Count the lines in the listing below that contain the word "sunlit", with case counting. Reply with the number alone.

[Data taken from a collection]
======

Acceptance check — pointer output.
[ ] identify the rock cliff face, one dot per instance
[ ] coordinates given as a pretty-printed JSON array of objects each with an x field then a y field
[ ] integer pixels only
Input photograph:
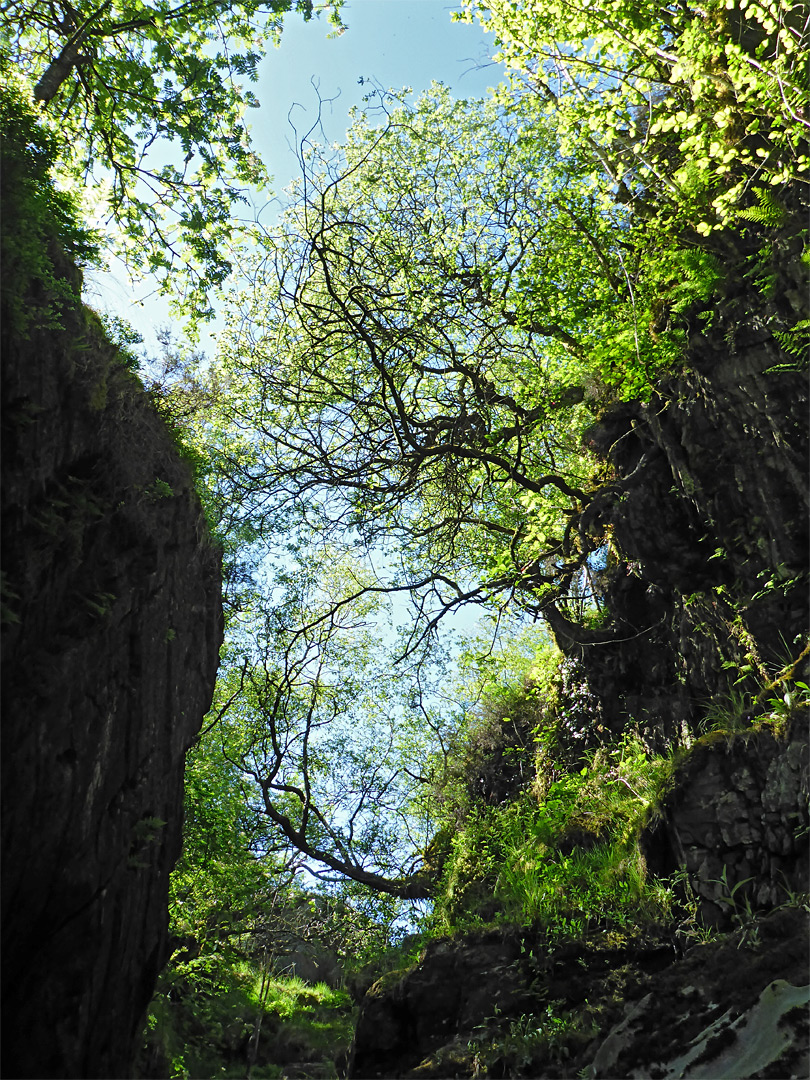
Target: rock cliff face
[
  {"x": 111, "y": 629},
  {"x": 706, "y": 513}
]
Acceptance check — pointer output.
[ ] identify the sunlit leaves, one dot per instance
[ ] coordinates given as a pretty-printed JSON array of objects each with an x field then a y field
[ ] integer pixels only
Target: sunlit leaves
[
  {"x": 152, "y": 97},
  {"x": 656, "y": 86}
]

======

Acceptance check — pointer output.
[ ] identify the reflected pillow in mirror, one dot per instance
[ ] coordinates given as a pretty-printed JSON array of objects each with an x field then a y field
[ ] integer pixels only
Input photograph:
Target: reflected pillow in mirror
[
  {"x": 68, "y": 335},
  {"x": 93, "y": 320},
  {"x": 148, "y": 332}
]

======

**The solution**
2